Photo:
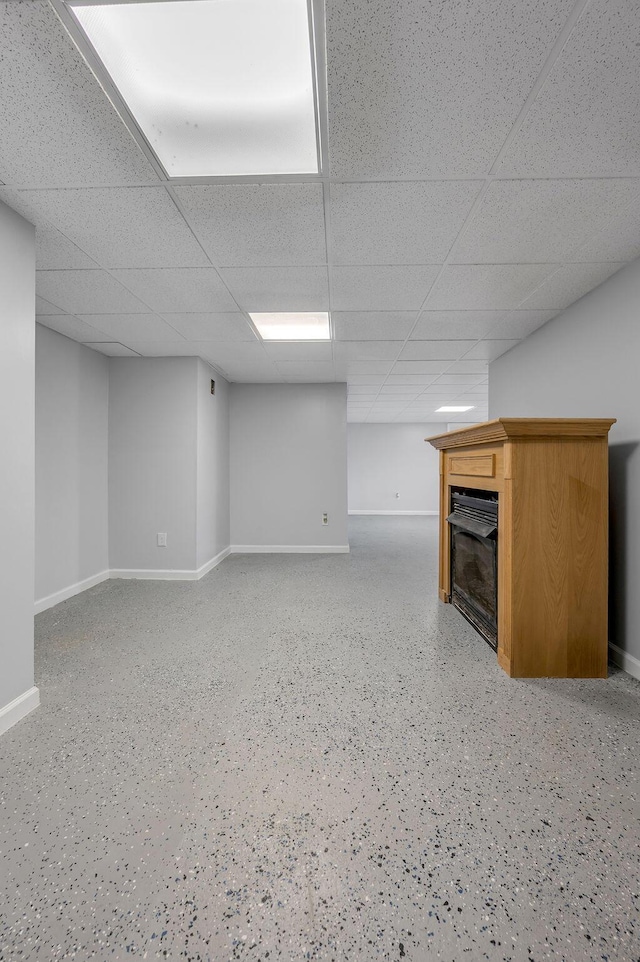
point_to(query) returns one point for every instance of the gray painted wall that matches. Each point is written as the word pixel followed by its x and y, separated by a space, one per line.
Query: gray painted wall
pixel 72 408
pixel 288 464
pixel 152 462
pixel 17 440
pixel 585 363
pixel 213 523
pixel 387 458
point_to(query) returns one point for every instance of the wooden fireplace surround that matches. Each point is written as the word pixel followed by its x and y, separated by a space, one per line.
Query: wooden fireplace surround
pixel 551 477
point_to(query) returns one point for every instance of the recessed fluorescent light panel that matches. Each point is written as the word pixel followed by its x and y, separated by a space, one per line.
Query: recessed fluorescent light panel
pixel 292 327
pixel 217 87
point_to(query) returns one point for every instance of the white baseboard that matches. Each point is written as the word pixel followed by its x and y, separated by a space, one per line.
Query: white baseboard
pixel 368 511
pixel 171 574
pixel 50 600
pixel 18 708
pixel 290 548
pixel 213 563
pixel 624 660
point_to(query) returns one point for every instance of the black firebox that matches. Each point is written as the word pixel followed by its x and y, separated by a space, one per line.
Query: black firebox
pixel 473 527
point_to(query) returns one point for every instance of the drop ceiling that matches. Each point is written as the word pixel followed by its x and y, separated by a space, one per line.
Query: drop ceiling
pixel 481 172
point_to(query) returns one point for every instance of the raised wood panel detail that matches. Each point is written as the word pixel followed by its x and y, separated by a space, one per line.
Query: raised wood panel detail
pixel 560 546
pixel 478 466
pixel 551 476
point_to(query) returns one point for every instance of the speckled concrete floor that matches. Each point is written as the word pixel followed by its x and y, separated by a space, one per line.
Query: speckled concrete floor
pixel 308 757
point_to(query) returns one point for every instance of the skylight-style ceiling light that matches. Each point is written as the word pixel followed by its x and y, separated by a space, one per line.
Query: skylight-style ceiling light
pixel 292 327
pixel 217 87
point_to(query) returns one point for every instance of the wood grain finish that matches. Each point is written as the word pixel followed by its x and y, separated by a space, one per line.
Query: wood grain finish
pixel 504 429
pixel 478 466
pixel 551 476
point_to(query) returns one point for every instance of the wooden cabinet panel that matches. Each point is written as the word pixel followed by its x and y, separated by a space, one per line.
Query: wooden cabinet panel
pixel 551 476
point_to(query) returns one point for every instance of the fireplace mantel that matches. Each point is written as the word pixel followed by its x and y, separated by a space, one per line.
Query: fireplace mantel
pixel 551 478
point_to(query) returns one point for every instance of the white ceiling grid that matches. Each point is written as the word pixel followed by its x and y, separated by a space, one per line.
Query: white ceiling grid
pixel 481 173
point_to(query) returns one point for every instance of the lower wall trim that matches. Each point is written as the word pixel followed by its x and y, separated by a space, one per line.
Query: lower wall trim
pixel 50 600
pixel 213 563
pixel 18 708
pixel 290 548
pixel 368 511
pixel 623 660
pixel 171 574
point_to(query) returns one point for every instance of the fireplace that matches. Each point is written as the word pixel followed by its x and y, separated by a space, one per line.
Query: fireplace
pixel 473 527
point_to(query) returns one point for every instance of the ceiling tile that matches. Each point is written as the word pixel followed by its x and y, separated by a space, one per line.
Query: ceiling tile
pixel 212 327
pixel 279 288
pixel 424 87
pixel 132 327
pixel 585 120
pixel 112 349
pixel 420 380
pixel 236 352
pixel 354 368
pixel 434 325
pixel 372 325
pixel 370 379
pixel 486 286
pixel 367 350
pixel 303 351
pixel 420 367
pixel 399 392
pixel 44 307
pixel 362 389
pixel 517 324
pixel 258 224
pixel 460 380
pixel 253 373
pixel 480 367
pixel 568 284
pixel 87 292
pixel 411 223
pixel 71 327
pixel 559 215
pixel 381 288
pixel 618 240
pixel 179 290
pixel 122 226
pixel 149 348
pixel 490 350
pixel 434 350
pixel 306 370
pixel 58 127
pixel 56 252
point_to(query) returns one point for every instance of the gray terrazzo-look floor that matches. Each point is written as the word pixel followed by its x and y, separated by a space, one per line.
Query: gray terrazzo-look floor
pixel 309 757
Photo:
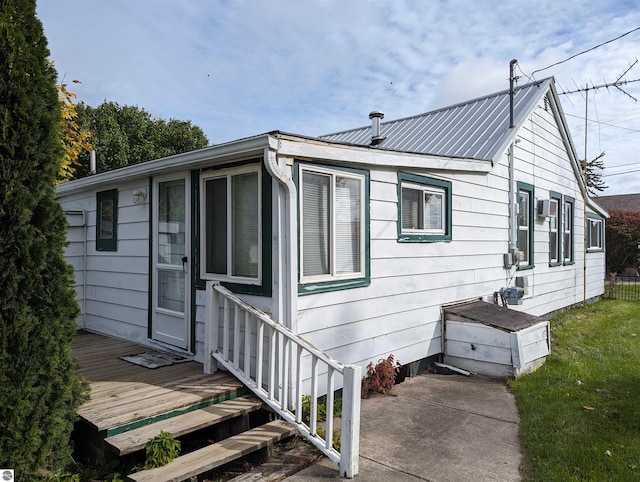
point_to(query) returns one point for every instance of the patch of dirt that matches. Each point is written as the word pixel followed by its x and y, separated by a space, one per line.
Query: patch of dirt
pixel 285 459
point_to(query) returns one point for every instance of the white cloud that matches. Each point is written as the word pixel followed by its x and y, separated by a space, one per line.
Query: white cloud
pixel 239 68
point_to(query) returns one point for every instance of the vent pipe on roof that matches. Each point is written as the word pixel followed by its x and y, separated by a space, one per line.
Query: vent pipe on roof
pixel 512 77
pixel 92 161
pixel 376 131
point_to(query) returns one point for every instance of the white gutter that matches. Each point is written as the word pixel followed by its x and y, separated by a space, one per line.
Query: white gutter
pixel 208 156
pixel 314 149
pixel 286 261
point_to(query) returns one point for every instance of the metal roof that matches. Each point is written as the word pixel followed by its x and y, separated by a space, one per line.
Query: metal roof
pixel 477 129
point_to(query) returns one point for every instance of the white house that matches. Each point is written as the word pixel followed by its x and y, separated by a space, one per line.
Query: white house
pixel 354 241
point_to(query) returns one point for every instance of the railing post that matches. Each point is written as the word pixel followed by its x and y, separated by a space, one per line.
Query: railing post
pixel 210 328
pixel 350 434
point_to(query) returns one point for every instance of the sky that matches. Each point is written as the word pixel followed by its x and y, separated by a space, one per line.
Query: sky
pixel 239 68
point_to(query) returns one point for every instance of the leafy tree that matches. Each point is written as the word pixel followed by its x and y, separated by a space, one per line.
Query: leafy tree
pixel 74 139
pixel 40 388
pixel 123 135
pixel 622 240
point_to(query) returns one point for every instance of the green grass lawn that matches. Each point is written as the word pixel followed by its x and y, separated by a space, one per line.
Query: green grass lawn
pixel 580 412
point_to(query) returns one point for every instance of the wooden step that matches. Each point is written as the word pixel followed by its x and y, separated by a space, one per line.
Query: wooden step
pixel 138 438
pixel 212 456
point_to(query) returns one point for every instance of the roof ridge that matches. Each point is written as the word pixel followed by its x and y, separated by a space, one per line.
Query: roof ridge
pixel 441 109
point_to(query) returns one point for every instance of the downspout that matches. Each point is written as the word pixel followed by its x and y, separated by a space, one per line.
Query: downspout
pixel 85 255
pixel 512 201
pixel 512 193
pixel 287 236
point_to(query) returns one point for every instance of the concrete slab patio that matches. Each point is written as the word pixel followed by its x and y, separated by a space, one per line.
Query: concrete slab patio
pixel 437 428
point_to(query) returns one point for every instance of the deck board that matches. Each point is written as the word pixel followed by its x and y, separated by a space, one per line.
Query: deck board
pixel 123 393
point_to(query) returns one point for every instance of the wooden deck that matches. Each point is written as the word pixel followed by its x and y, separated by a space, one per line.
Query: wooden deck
pixel 125 396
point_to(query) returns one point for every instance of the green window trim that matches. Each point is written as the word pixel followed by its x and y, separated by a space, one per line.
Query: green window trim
pixel 107 220
pixel 568 200
pixel 530 190
pixel 320 285
pixel 591 218
pixel 264 288
pixel 440 187
pixel 555 196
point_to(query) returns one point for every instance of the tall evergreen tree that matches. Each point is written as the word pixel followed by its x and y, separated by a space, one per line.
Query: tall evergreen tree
pixel 40 388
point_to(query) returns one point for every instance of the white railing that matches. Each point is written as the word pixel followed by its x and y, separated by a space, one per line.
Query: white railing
pixel 283 370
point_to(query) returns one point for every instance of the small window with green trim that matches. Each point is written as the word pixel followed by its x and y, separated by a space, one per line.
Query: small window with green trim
pixel 525 224
pixel 555 226
pixel 107 221
pixel 424 209
pixel 334 227
pixel 595 233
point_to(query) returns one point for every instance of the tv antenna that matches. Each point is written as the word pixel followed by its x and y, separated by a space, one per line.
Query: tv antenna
pixel 617 84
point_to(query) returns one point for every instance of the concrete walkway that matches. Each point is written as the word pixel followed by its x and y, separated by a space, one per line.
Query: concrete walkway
pixel 438 428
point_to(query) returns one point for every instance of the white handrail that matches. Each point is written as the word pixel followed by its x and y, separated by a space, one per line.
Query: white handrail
pixel 236 340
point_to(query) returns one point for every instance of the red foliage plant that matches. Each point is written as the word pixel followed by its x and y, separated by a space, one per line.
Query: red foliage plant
pixel 382 376
pixel 622 240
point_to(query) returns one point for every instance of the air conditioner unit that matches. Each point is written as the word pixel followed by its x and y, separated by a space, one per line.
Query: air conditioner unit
pixel 544 208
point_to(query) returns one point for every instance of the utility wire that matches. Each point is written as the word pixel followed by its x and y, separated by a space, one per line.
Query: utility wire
pixel 620 173
pixel 585 51
pixel 581 128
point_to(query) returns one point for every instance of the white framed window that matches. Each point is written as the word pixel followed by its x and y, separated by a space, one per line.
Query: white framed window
pixel 595 231
pixel 424 209
pixel 555 227
pixel 231 221
pixel 333 234
pixel 567 230
pixel 525 224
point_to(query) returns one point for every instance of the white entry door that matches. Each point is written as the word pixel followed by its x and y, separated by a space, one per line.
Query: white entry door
pixel 170 265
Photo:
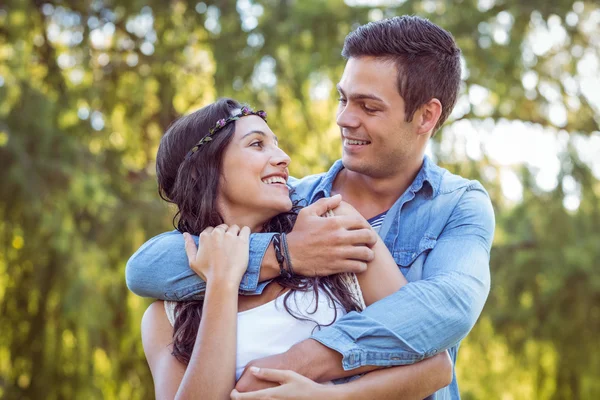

==*==

- _Stated problem_
Express the data lines as a JSON list of strings, one string per line and omitting blank lines, starting with the line that contains "point_to(query) returns one point for every instance of the tall" and going on through the line that contains "pixel 283 370", both included.

- _Solved problem_
[
  "point_to(query) returns one point for every instance of the tall evergreen tree that matches. Each point is written as the word pixel followed by its x and y, separated by a space, one per line.",
  "Query: tall evergreen tree",
  "pixel 40 388",
  "point_to(query) returns one point for every instance of the white railing that matches. Each point is written as the word pixel followed by its x and y, separated by a space, one per line.",
  "Query: white railing",
  "pixel 283 370"
]